Prompt 1:
Answer these questions using the passage about Scott's "Napoleon" film:
(a) How many times did Scott speak with Kubrick on the phone?
(b) Where did Scott learn speed and efficiency?
(c) Which film earned Phoenix his first Oscar nomination?
Prompt 2: Pick up the passage about Scott's "Napoleon" film after its last sentence and carry it on.

A great admirer of Kubrick, Scott was sent the late director’s materials for his aborted picture, which he found impressive but daunting. “His [script] was the entire encyclopedia of Napoleon from birth to death,” says Scott. “Incredibly well-researched, but that’s a five-hour movie. There’s just so long you can sit in a seat in a cinema, and 2 1/2 hours is about your limit,” which is the length of Scott’s “Napoleon.” He never got to talk to Kubrick about Napoleon — regrettably, the two auteurs never met, Scott only speaking to him on the phone twice. The first time was after “Alien” opened. Scott can still recall how the conversation started: “Hey there, it’s Stanley Kubrick here. How the hell did you get that thing to come out of his chest?”

Scott tends to speak quickly, touching on an idea and then moving on, not given to flowery rumination or probing introspection. This is how he shoots too — fast and lean, to the point. “I learned speed and efficiency from commercial advertising, having my own company,” he notes. “If you pass into overtime, you pay and you can lose money. [Making films] I discovered I could shoot two, four, six, eight, 11 cameras [simultaneously]. My gift is as a visual person, so I can pre-imagine a scene before I get [on set] — I can drive in knowing exactly where I’d like to position my cameras.”

“Napoleon” serves as a reunion with Phoenix, who earned his first Oscar nomination on “Gladiator” playing the maniacal, insecure leader Commodus. Asked how much Phoenix has changed in the decades since they last worked together, Scott replies bluntly, “Not at all. He’s exactly the same person, driven by the same impulses. I can only be complimentary — he’s very smart, he thinks things to the point of obsession. If he’s going to do it, it becomes obsessive.”

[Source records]
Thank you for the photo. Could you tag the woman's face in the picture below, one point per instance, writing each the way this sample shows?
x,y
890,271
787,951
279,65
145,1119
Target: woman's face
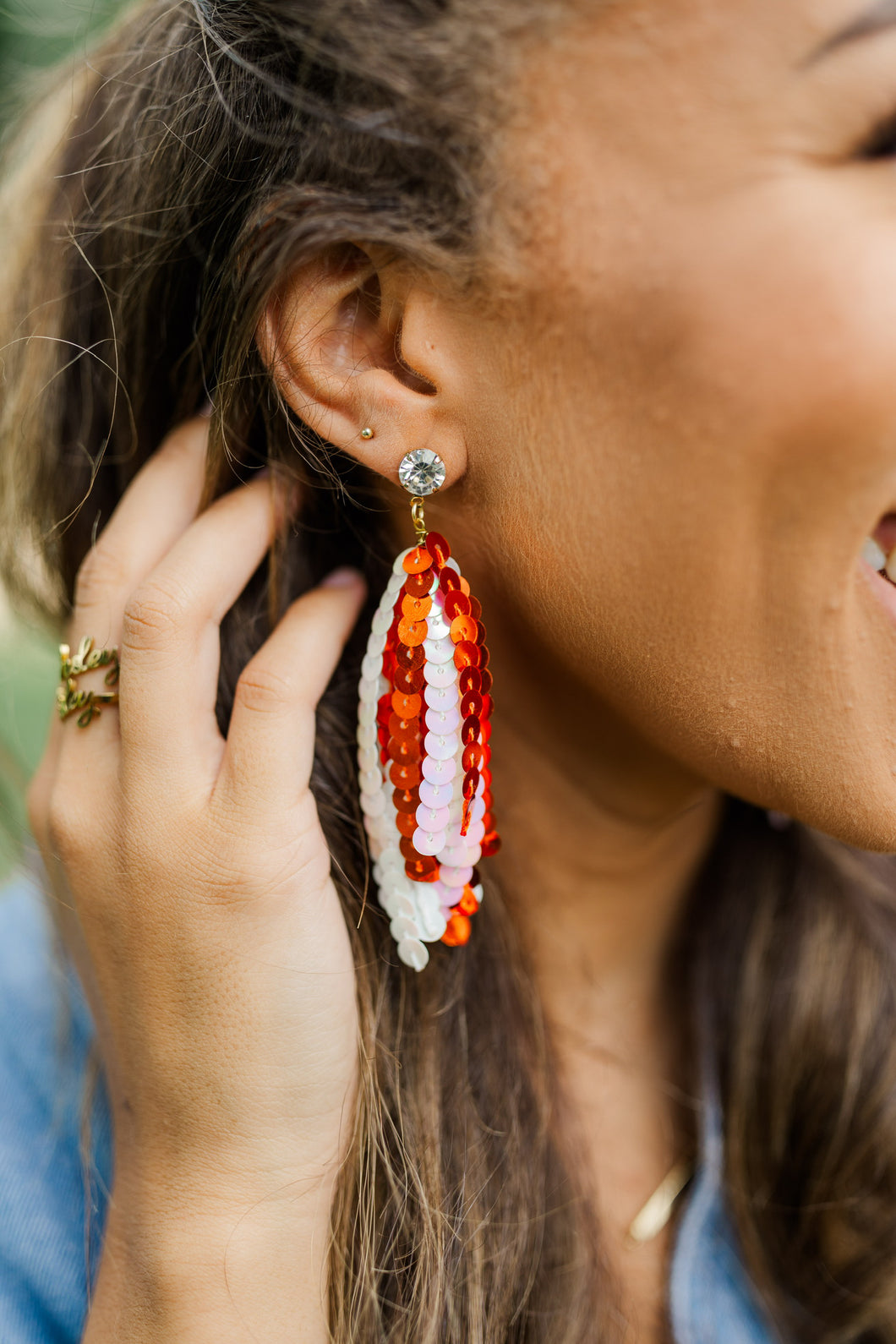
x,y
684,419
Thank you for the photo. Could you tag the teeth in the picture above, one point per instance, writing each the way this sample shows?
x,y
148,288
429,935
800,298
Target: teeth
x,y
875,557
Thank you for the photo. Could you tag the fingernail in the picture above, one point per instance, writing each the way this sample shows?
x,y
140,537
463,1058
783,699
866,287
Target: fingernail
x,y
344,576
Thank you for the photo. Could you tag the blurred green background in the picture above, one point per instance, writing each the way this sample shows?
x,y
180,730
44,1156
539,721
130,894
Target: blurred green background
x,y
34,36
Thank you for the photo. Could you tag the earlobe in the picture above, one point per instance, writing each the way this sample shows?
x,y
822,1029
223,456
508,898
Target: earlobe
x,y
332,339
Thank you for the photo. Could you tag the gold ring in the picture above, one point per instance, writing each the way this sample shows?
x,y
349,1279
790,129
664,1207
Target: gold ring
x,y
85,703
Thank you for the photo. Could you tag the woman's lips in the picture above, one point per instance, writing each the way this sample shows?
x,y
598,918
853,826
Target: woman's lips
x,y
880,565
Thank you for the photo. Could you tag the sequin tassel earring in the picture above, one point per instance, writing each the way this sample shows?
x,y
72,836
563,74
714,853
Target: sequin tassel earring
x,y
423,729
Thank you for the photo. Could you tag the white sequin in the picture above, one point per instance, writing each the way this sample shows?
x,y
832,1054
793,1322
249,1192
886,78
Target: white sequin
x,y
440,772
441,746
412,953
438,651
429,842
441,697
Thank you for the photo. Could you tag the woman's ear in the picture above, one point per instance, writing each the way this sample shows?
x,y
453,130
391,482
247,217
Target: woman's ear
x,y
349,339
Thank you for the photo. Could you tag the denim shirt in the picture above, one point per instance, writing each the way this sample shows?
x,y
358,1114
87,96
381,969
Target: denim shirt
x,y
52,1206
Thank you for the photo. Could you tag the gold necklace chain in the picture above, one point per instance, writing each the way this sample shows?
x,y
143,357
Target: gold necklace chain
x,y
654,1216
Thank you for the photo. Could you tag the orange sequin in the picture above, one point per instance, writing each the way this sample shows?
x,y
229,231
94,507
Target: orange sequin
x,y
407,680
406,824
471,730
467,904
415,608
423,868
438,549
405,774
467,655
457,932
407,706
410,656
403,751
472,702
412,632
406,800
457,604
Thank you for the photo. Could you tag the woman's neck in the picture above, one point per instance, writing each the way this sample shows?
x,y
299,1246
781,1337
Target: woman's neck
x,y
602,839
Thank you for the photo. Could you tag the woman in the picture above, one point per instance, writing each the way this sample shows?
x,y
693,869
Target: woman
x,y
631,271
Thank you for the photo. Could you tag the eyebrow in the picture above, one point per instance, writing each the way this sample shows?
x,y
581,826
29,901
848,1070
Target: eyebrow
x,y
879,18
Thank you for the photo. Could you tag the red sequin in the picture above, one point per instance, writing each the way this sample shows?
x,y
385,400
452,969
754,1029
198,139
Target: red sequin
x,y
417,560
407,680
467,904
464,628
406,800
418,585
467,655
471,729
403,729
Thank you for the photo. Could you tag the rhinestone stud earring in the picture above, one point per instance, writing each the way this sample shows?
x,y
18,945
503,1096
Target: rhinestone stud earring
x,y
423,727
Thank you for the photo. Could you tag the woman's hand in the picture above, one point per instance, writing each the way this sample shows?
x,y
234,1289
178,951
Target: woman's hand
x,y
193,871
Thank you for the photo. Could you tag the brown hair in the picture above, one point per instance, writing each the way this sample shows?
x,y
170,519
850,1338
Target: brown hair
x,y
212,145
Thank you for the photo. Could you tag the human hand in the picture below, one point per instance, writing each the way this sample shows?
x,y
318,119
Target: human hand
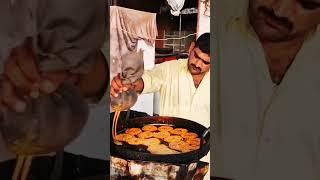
x,y
22,78
117,86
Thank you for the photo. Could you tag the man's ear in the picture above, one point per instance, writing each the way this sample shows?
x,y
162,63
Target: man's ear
x,y
192,45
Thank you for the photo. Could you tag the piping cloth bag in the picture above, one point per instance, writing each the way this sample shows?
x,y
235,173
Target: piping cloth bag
x,y
127,26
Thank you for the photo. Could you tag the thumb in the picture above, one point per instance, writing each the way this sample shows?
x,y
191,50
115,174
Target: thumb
x,y
51,81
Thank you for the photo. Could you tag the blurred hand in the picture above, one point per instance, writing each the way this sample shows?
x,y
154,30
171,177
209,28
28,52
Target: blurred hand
x,y
117,87
22,78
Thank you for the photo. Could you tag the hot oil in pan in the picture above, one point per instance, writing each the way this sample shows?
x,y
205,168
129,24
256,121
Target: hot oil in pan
x,y
143,148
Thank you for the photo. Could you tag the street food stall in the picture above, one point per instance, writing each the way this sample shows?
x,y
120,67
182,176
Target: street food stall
x,y
144,144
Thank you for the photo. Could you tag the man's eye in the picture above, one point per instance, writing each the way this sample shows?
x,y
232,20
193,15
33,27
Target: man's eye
x,y
309,5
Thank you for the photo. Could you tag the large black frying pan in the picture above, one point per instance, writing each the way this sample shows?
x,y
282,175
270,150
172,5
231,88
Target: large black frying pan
x,y
132,153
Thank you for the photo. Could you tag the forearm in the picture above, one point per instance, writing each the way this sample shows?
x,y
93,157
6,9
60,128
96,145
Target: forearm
x,y
139,85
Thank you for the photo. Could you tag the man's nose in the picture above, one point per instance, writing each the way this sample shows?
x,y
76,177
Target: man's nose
x,y
284,8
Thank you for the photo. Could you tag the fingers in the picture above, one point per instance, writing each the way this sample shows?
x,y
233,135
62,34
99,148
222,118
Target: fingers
x,y
116,86
9,98
21,70
16,76
51,81
27,64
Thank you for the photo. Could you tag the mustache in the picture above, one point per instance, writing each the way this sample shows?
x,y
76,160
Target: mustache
x,y
281,20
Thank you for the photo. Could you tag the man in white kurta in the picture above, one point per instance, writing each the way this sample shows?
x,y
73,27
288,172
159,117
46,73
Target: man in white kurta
x,y
266,129
182,93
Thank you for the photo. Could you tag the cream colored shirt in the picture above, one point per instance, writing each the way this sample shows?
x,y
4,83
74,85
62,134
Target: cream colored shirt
x,y
263,131
178,95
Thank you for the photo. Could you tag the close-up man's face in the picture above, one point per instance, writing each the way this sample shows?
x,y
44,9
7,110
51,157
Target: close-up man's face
x,y
199,62
281,20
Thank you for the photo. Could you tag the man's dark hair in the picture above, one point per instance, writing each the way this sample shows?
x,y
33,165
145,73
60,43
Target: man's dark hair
x,y
203,43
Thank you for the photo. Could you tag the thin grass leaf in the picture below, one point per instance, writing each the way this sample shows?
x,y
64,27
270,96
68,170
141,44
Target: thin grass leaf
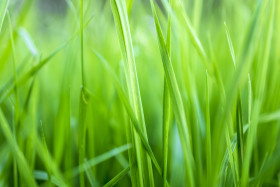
x,y
119,10
6,92
3,10
28,41
42,175
239,119
117,178
230,45
20,159
176,100
260,94
48,161
208,133
46,149
167,111
99,159
130,112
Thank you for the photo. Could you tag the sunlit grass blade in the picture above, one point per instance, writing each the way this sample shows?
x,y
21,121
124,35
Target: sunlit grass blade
x,y
118,177
167,111
208,133
20,159
239,119
43,175
130,112
259,95
5,92
119,10
3,9
48,161
28,41
99,159
177,103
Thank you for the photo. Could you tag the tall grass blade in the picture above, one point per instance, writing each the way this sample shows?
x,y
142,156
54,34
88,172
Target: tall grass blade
x,y
3,10
177,103
118,177
123,30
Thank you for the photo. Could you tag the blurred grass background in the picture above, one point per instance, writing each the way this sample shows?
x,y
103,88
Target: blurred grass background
x,y
42,112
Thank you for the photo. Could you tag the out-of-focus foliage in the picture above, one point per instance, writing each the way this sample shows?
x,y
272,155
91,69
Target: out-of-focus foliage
x,y
139,93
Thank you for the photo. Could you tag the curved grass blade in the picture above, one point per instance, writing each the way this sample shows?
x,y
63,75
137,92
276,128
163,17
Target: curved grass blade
x,y
3,10
28,41
99,159
177,103
167,111
251,138
6,92
117,178
42,175
129,110
22,164
239,119
123,30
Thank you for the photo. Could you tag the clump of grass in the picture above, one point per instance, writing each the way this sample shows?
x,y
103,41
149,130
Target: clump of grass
x,y
159,93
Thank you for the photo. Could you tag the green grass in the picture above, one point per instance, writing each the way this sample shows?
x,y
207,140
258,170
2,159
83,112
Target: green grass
x,y
139,93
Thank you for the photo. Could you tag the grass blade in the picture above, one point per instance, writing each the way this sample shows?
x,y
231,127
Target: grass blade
x,y
21,162
3,10
176,100
118,177
123,30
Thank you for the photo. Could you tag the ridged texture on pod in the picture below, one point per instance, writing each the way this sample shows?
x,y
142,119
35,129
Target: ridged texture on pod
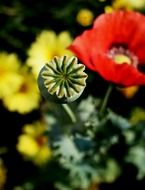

Task result 1:
(a) Twice.
(b) From commercial advertising, when he had his own company.
(c) "Gladiator."

Task result 2:
It takes one to know one: “[I’m] manic-obsessive,” Scott adds. “It works out as a pretty good — I was going to say ‘friendship’ — partnership, working relationship, because he keeps me honest and I keep him looking good.” He chuckles, then elaborates. “I present pretty amazing backgrounds, and then he will be the pathway for his character. He says, ‘Do I have to say this much? Can I not say that?’ And so we endlessly go through that — he’s so intelligent, I have to concede.”

One might assume that he saw some of Commodus in Napoleon, both of them emotionally fragile warriors, but it was actually Phoenix’s Oscar-winning role as the Joker that convinced Scott he was right for the part. In interviews, Scott has criticized “Joker” for what he considered its glamorization of violence, a topic that’s been on his mind, especially considering that “Napoleon’s” war scenes are stripped of such allure. They demonstrate Napoleon’s tactical brilliance, but there’s purposely little that’s escapist about their somber execution.

“I think as a filmmaker today, particularly when I’m still flying high, you do become an influence — we have to be very careful about that,” he suggests. “I have a guilt about too much mindless violence.”

He’s never forgotten audiences at early screenings of “Alien” who were traumatized. “I couldn’t believe the reaction was so extreme. I felt uneasy about that. I remember being in St. Louis, we were previewing [the film] and I was standing at the back — the person to my right fainted. That bothered me. I’m trying to think of anything I’ve done where I’ve simply enjoyed the punch-up — not really. ‘Black Hawk Down’ was, I think, a righteous intervention in Mogadishu because it was genocide.”

Napoleon, dressed in fine robes crowns a kneeling Josephine in "Napoleon."

Napoleon sealed his fate in Ridley Scott’s film when he fell for Josephine, his faithless love who tormented him the rest of his days.

(Aidan Monaghan / Apple TV+)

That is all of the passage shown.